* _AUFGABENSTELLUNG_
Schreibe den Abschnitt des Verkostungstextes, der mit „Zum 24. Januar“ beginnt und mit „Jahre hinaus reifen.“ endet, erneut ab und ersetze darin „Liebhaber“ durch „Weinfreunde“.

* _ANGEZEIGTER TEXT_
• • • • • • •
Zum 24. Januar 2014 lud Frau Bürklin-von Guradze, die überaus sachkundige und engagierte Inhaberin des Weingutes, zu einer Vertikalverkostung des Kirchenstücks ein und so trafen sich circa 30 Liebhaber, um sieben Jahrgänge dieses einmaligen Schatzes zu verkosten. Hier meine Eindrücke zu den einzelnen Weinen:
2012 Forster Kirchenstück
Die Eindrücke von der Primeur-Verkostung bestätigten sich. Ein großer Wein, eine Harmonie aus Fülle und Feinheit, glockenklare Rieslingfrucht, noch gänzlich verschlossen, gewährt aber bereits Einblicke in seine zukünftige Tiefe und Komplexität, subtiles Säurespiel, enorme Länge, muss noch auf Jahre hinaus reifen.
95 – 97+ /100 (groß), ab 2021+
2010 Forster Kirchenstück
Brauchte viel Zeit im Glas, um sich zu entwickeln. Ein Duft von Limetten und jungen Pfirsichen, mineralisch unterlegt, noch sehr jugendlich und gehemmt. Am Gaumen von mittlerem Körper, saftiger Antrunk, von großer Klarheit gezeichneter Rieslingfrucht, Kernfrüchte, eine Spur mehr Restzucker, der die Säure bändigt. Diese zeigt sich schon heute animierend mit der Frucht vermählt, bringt enormen Zug in den Verlauf, großer Nachhall, aromatisch verschlossen, noch leichte Gerbstoffe im Finish, mineralischer Kick zum Ende, noch immer ein infantiler Wein, der noch einige Jahre benötigt, um in die erste Genussphase einzutreten.
• • • • • • •
* _ABSCHNITT DER DATEN_
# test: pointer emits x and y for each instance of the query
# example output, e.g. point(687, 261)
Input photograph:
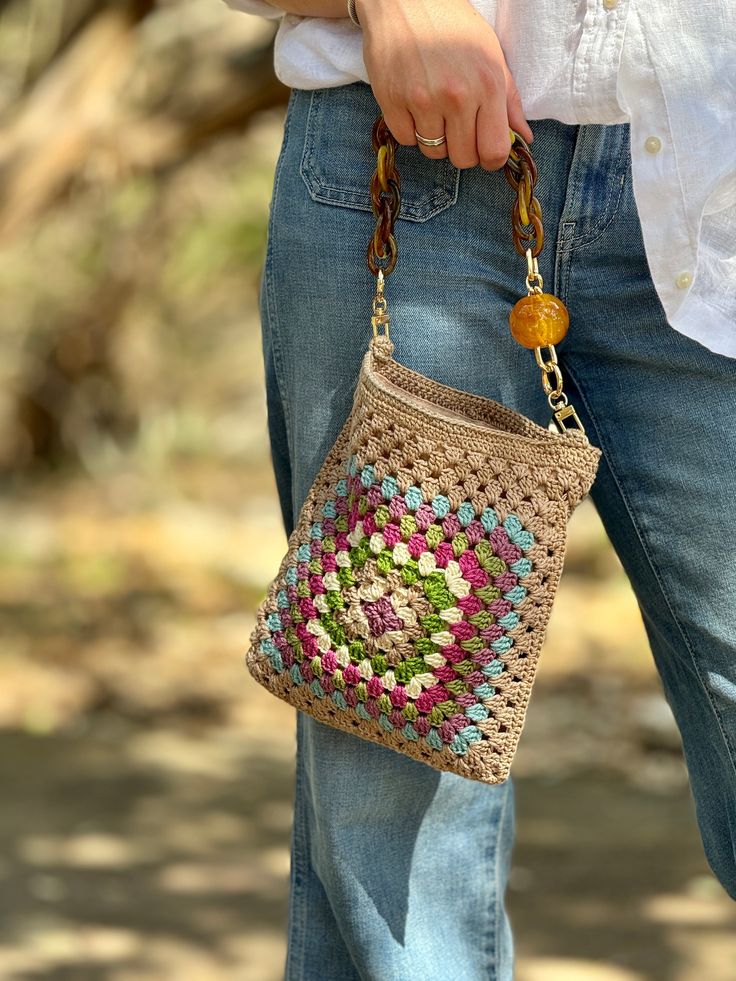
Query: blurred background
• • • • • • •
* _ERGEBNIS DER AUFGABE_
Zum 24. Januar 2014 lud Frau Bürklin-von Guradze, die überaus sachkundige und engagierte Inhaberin des Weingutes, zu einer Vertikalverkostung des Kirchenstücks ein und so trafen sich circa 30 Weinfreunde, um sieben Jahrgänge dieses einmaligen Schatzes zu verkosten. Hier meine Eindrücke zu den einzelnen Weinen:
2012 Forster Kirchenstück
Die Eindrücke von der Primeur-Verkostung bestätigten sich. Ein großer Wein, eine Harmonie aus Fülle und Feinheit, glockenklare Rieslingfrucht, noch gänzlich verschlossen, gewährt aber bereits Einblicke in seine zukünftige Tiefe und Komplexität, subtiles Säurespiel, enorme Länge, muss noch auf Jahre hinaus reifen.